■ GOAL: Copy out the listing that follows, exact in every word, and skip the images.
****
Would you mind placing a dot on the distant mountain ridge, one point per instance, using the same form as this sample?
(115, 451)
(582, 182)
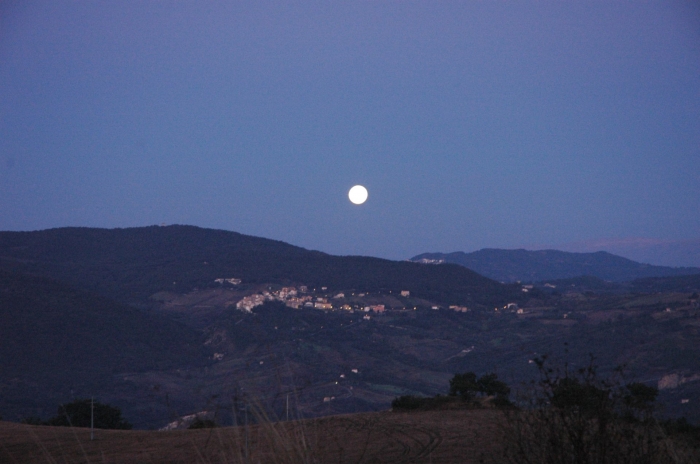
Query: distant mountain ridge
(132, 264)
(533, 266)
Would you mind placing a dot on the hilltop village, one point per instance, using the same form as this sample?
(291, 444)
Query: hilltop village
(303, 297)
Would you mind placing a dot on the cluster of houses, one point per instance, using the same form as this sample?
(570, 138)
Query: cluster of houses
(292, 297)
(300, 298)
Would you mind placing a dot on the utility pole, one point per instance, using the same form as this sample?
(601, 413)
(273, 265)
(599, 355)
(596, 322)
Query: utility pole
(92, 418)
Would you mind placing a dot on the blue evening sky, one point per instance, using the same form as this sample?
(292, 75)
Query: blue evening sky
(472, 124)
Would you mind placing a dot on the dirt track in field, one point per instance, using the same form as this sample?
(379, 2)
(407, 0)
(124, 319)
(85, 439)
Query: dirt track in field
(428, 437)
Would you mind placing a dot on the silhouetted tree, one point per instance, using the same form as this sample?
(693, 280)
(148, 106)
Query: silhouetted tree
(78, 414)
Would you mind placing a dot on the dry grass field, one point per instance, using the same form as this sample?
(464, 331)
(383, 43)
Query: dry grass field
(466, 436)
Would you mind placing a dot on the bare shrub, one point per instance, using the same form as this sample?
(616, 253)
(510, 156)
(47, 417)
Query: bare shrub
(577, 417)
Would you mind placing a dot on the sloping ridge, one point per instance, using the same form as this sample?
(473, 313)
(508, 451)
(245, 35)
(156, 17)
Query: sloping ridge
(50, 330)
(132, 264)
(530, 266)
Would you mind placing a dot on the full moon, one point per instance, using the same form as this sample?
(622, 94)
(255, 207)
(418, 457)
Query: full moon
(358, 194)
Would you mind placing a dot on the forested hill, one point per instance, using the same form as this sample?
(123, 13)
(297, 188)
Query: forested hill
(533, 266)
(132, 264)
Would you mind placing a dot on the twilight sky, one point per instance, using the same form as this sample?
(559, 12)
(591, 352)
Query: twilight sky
(472, 124)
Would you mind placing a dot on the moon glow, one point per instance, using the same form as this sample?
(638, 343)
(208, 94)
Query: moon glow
(358, 194)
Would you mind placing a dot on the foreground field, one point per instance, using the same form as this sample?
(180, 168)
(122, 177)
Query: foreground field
(430, 437)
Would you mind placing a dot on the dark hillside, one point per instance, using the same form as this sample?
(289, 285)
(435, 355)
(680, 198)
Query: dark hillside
(132, 264)
(55, 339)
(680, 284)
(533, 266)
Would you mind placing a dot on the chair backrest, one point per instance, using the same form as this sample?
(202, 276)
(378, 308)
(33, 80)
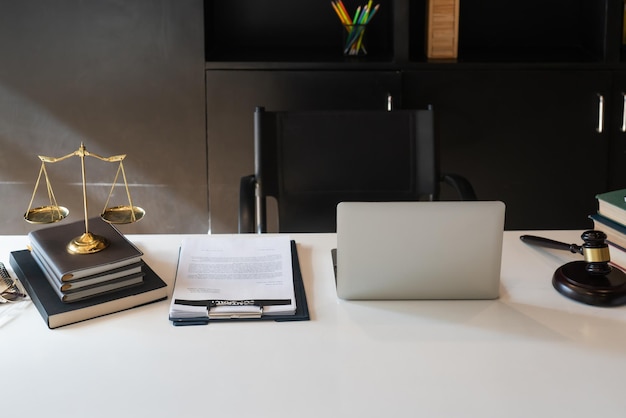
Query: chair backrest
(310, 161)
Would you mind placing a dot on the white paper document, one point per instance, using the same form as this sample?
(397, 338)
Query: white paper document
(232, 276)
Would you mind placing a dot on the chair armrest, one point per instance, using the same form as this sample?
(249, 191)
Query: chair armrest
(246, 204)
(461, 185)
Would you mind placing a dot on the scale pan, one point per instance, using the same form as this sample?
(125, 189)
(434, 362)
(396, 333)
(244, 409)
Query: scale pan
(123, 214)
(46, 214)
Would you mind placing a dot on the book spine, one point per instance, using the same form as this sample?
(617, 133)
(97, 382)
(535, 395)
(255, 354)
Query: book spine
(37, 249)
(29, 289)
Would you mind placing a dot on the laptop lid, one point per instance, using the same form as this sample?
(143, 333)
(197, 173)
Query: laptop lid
(419, 250)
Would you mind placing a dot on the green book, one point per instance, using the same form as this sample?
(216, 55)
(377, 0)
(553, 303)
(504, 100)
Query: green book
(612, 205)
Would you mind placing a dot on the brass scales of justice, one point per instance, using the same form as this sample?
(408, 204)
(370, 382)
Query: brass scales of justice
(87, 243)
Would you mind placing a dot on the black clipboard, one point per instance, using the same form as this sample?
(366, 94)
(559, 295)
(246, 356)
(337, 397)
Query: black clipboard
(302, 307)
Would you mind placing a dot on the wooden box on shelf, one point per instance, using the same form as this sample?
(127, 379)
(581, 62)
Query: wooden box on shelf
(442, 37)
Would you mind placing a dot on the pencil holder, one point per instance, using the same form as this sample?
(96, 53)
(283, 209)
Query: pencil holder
(354, 40)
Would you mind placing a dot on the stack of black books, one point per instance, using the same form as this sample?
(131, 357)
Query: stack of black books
(68, 288)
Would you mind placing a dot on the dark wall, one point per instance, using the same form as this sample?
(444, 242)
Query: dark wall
(124, 77)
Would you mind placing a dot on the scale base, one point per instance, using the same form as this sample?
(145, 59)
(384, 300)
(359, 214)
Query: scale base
(87, 243)
(575, 282)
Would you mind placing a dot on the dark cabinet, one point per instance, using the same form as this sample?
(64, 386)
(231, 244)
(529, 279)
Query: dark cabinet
(532, 111)
(232, 97)
(533, 139)
(616, 127)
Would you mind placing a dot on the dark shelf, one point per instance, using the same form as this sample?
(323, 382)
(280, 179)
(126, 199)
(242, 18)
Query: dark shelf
(252, 33)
****
■ CORRECT RESPONSE:
Would you mind placing a dot on the distant mountain ridge, one point per instance, using the same form as this sample?
(115, 451)
(582, 182)
Query: distant mountain ridge
(132, 264)
(533, 266)
Would you mind placing a dot on the hilltop village, one point per instance, using the same form as this sample?
(291, 444)
Query: hilltop village
(303, 297)
Would you mind placing a dot on the cluster of houses, one point per instance, using the same form as this sample?
(570, 138)
Query: cluster of houses
(292, 297)
(300, 298)
Would you mind placing a dot on the utility pole, one point per instance, using the same form as this sample?
(601, 413)
(273, 265)
(599, 355)
(596, 322)
Query: utility pole
(92, 418)
Would you mind placing a dot on the blue evening sky, one point per instance, using the same form as this sample?
(292, 75)
Query: blue evening sky
(472, 124)
Would you mind placing a dot on the dirt track in field, one point per instance, using the same form as this sample?
(379, 2)
(407, 0)
(124, 319)
(85, 439)
Query: dirt track in field
(428, 437)
Would you mind placing a dot on the silhouetted tree, one point per instance, using the same form as this sample?
(693, 280)
(148, 106)
Query: silhouetted tree
(78, 414)
Would you mind placing a dot on the dry grass field, one point per instance, using the same form as this sample?
(464, 331)
(383, 43)
Query: dry grass field
(466, 436)
Would you mind placing a dot on the bare shrub, one point per instance, using the same form as this sample?
(616, 253)
(510, 156)
(47, 417)
Query: bare shrub
(577, 417)
Would you mind placing a dot on the sloping ridge, one point per instance, using the same form as this sample?
(473, 313)
(508, 451)
(245, 35)
(156, 17)
Query: sloping ridge
(50, 330)
(132, 264)
(530, 266)
Would you mind placing a dot on the full moon, one point per instance, using the same form as this sample?
(622, 94)
(255, 207)
(418, 457)
Query: full moon
(358, 194)
Would you mind placing a dot on the forested hill, one point per instance, using the same form as this sample?
(123, 13)
(297, 188)
Query: forested hill
(533, 266)
(132, 264)
Would you mind placing a dot on the twilight sky, one point per instance, using the same form as this sample?
(559, 12)
(591, 352)
Query: twilight sky
(472, 124)
Would you mind placing a dot on the moon glow, one point per instance, using the same form as this sample?
(638, 343)
(208, 94)
Query: moon glow
(358, 194)
Would you mind placing a dot on the foreground field, one point per instance, using the same form as this sample?
(180, 168)
(122, 177)
Query: foreground field
(430, 437)
Would you mind placing a dot on the dark hillside, one point per instance, using the same form as this sample?
(289, 285)
(435, 355)
(680, 198)
Query: dark hillside
(132, 264)
(55, 339)
(680, 284)
(533, 266)
Would you mind placing a dot on the chair backrest, one point per instance, using the same form as this sample?
(202, 276)
(378, 308)
(33, 80)
Query: chair backrest
(310, 161)
Would you mind placing a dot on the white paper document, one point per instance, using the same form as this sample?
(397, 338)
Query: white paper document
(232, 276)
Would you mind placing a dot on the chair armrest, one point per instance, using the same form as this sample?
(249, 191)
Query: chair armrest
(246, 204)
(461, 185)
Would you mind placing a dot on the scale pan, one point per instance, using the same form as this sample?
(125, 189)
(434, 362)
(396, 333)
(244, 409)
Query: scale pan
(123, 214)
(46, 214)
Would you mind placing a dot on the book spine, one point per instance, using the same form as this sample?
(617, 133)
(97, 382)
(535, 395)
(255, 354)
Query: book spine
(37, 249)
(29, 289)
Would you mind placing a dot on the laptop lid, one point per instance, using the same form as this sample?
(143, 333)
(197, 173)
Query: laptop lid
(419, 250)
Would you mind placing a dot on the green book, one point per instance, using the same form as this sample?
(216, 55)
(377, 0)
(553, 303)
(504, 100)
Query: green book
(612, 205)
Would you mind placing a dot on the brass scales of justice, one point per instance, using the same form as this sample?
(408, 204)
(370, 382)
Query: brass scales of justice
(87, 243)
Would you mind placing a dot on the black clipboard, one point per instance, using the same form as this sample?
(366, 94)
(559, 295)
(246, 356)
(337, 397)
Query: black clipboard
(302, 307)
Would you mind placing a dot on the wooden box on shelf, one point per instance, using the same form as this sample?
(127, 379)
(581, 62)
Query: wooden box on shelf
(442, 37)
Would you mind placing a dot on the pencil holder, one point per instance, using the same form as this sample?
(96, 53)
(283, 209)
Query: pencil holder
(354, 40)
Would you mind placing a dot on the stack of black books, one point per instance, using the same form as this sample?
(131, 357)
Query: stack of black books
(68, 288)
Would you mind placing a dot on the dark wall, one point per instance, using the same form as this sample?
(444, 242)
Query: dark wall
(124, 77)
Would you mind placing a dot on the scale base, one point per instance, using the same form as this sample?
(145, 59)
(384, 300)
(359, 214)
Query: scale base
(87, 243)
(575, 282)
Would you mind placing a dot on the dark cabinet, one point per instance, using the same form as this sample?
(64, 386)
(231, 244)
(529, 279)
Query: dark cabinet
(532, 111)
(232, 97)
(533, 139)
(616, 127)
Would you mind placing a dot on the dark shelf, one point per instance, using the same form as this sample?
(323, 382)
(280, 179)
(126, 199)
(242, 18)
Query: dark shelf
(252, 33)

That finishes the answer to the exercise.